Work to be completed
Copy every line of the data below word for word, changing nothing.

━━━ Input ━━━

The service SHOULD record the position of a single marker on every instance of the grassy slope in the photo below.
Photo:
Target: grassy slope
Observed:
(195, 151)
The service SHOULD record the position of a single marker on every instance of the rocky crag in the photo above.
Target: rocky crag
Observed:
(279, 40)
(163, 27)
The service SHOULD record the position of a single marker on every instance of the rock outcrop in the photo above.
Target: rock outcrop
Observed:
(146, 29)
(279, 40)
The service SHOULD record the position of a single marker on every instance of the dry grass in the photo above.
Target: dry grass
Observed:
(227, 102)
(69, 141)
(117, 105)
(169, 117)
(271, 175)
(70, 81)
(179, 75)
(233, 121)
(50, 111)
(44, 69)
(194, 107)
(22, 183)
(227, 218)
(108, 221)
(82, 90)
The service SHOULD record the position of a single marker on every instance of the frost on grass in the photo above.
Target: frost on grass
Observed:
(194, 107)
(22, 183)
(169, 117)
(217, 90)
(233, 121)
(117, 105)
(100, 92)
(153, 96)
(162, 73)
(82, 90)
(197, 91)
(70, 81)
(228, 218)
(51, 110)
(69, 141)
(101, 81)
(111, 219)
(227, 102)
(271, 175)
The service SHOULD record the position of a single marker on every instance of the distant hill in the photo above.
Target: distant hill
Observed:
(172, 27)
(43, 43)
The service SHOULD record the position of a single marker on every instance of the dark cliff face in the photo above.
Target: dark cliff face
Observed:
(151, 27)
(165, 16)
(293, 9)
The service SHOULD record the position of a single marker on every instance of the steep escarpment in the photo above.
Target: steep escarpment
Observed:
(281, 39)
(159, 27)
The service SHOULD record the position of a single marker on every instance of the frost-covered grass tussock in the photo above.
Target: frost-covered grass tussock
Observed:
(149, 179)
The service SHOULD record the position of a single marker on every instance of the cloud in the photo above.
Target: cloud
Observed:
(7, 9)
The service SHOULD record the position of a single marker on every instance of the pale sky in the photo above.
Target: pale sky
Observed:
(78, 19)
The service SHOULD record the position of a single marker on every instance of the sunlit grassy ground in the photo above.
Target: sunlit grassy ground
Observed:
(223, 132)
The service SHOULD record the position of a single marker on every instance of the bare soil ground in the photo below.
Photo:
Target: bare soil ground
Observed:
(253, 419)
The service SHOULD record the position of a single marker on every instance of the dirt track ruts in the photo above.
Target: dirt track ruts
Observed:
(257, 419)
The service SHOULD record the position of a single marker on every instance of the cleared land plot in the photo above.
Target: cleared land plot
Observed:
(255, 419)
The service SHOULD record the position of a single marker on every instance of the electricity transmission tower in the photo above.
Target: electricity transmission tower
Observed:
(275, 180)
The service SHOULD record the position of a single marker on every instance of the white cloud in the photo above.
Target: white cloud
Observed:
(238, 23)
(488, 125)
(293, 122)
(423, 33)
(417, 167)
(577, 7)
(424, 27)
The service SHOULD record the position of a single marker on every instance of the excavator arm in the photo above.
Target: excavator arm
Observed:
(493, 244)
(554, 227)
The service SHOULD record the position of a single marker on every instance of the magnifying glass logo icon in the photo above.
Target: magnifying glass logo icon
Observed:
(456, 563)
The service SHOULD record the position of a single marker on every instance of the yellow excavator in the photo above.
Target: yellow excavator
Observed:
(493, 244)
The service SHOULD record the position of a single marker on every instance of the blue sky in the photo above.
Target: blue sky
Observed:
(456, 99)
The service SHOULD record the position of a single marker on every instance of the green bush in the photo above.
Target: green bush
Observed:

━━━

Task solution
The service SHOULD record the position of a single marker on every instance of the grassy slope in the photo below.
Photo:
Target: grassy slope
Observed:
(195, 151)
The service SHOULD record the position of a single marker on every instance of the rocky crag in the photo above.
Target: rocky crag
Observed:
(279, 40)
(163, 27)
The service SHOULD record the position of a single marker on every instance of the rock outcrop in the photo above.
Target: rock outcrop
Observed:
(146, 29)
(279, 40)
The service SHOULD record the position of a single marker on every instance of the dry grass in the photo above.
Target: dry grass
Observed:
(227, 102)
(69, 141)
(117, 105)
(169, 117)
(271, 175)
(70, 81)
(179, 75)
(233, 121)
(50, 111)
(44, 69)
(194, 107)
(22, 183)
(227, 218)
(108, 221)
(82, 90)
The service SHOULD record the position of a single marker on every instance of the frost on grass in the photo above.
Target: frost on grass
Observed:
(194, 107)
(22, 183)
(169, 117)
(217, 90)
(233, 121)
(117, 105)
(100, 92)
(153, 96)
(162, 73)
(82, 90)
(197, 91)
(70, 81)
(228, 218)
(51, 110)
(69, 141)
(101, 81)
(111, 219)
(227, 102)
(271, 175)
The service SHOULD record the position of a single marker on every instance of the distant hill in the photo above.
Target: distant hill
Observed:
(172, 27)
(43, 43)
The service SHOULD record the position of a single marker on every instance of the dark cliff face in the photo above.
Target: dark cliff face
Observed:
(151, 27)
(165, 16)
(293, 9)
The service SHOULD record the position of a single marker on every instance of the steep escarpment in the photo above.
Target: steep escarpment
Observed:
(281, 39)
(159, 27)
The service SHOULD record the position of a single marker on every instance of the frost-covered grass tussock in the photo above.
Target: frost-covered grass tussock
Observed:
(149, 179)
The service SHOULD record the position of a single marker on every instance of the cloud in the photo above.
Target: cloud
Observed:
(7, 9)
The service SHOULD record the position of a single marker on every instance of the pale sky in the photo above.
Target: pale sky
Observed:
(78, 19)
The service SHOULD record the position of a single marker on every instance of the sunlit grassy ground in the photo above.
Target: sunlit grassy ground
Observed:
(223, 132)
The service SHOULD record the position of a single marker on every instance of the bare soil ground in the photo below.
Photo:
Target: bare soil ground
Observed:
(253, 419)
The service SHOULD record the position of a single marker on every instance of the dirt track ruts in the photo above.
Target: dirt track ruts
Observed:
(257, 419)
The service SHOULD record the position of a single marker on every instance of the cleared land plot in the photo above.
Target: cleared land plot
Observed:
(255, 419)
The service SHOULD record the position of a single marker on every instance of the electricity transmission tower in the photo above.
Target: electricity transmission tower
Observed:
(275, 180)
The service SHOULD record the position of a single marker on every instance of the white cloud in the photo above.
Target: white cloud
Observed:
(238, 23)
(488, 125)
(293, 122)
(423, 33)
(417, 167)
(577, 7)
(424, 27)
The service SHOULD record the position of a single marker on every instance of the excavator arm in the photo above.
Target: excavator arm
Observed:
(493, 244)
(554, 227)
The service SHOULD record the position of a single marker on every instance of the magnifying glass logo icon in the photo above.
Target: magnifying glass logo icon
Observed:
(456, 563)
The service SHOULD record the position of a single marker on every instance of the yellow excavator in the photo above.
Target: yellow excavator
Observed:
(493, 244)
The service SHOULD record the position of a single marker on every instance of the blue sky in the photo above.
Target: blue sky
Observed:
(456, 99)
The service SHOULD record the position of a single marker on every instance of the green bush in the photo above.
Target: green bush
Observed:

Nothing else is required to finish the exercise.